-- Work to be completed --
Return, unchanged, every line starting at the one with "Where can you see the small" and running through the last line of the material below, with nothing else added.

-- Opening Marker --

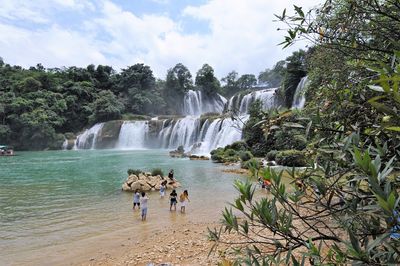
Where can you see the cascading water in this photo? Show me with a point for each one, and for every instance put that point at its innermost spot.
(191, 132)
(195, 103)
(132, 135)
(241, 104)
(65, 144)
(87, 140)
(299, 98)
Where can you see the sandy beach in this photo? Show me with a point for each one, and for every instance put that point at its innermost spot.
(186, 244)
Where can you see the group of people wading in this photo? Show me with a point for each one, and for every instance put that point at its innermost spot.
(140, 199)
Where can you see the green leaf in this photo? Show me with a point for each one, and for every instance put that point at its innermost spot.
(376, 88)
(393, 128)
(354, 241)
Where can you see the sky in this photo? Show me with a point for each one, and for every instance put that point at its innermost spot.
(238, 35)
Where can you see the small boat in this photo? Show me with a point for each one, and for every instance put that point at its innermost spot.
(6, 150)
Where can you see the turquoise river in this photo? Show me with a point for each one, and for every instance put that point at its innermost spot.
(56, 203)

-- Closing Marker --

-- Solved exercise --
Where can you see the small boat in this photo? Show me with a point for each one, and for every instance put that point at its innermost spot.
(6, 150)
Where can you see the turquoise river in this photo? Show me with a point for each one, and for every instance put that point at its innermost spot.
(56, 203)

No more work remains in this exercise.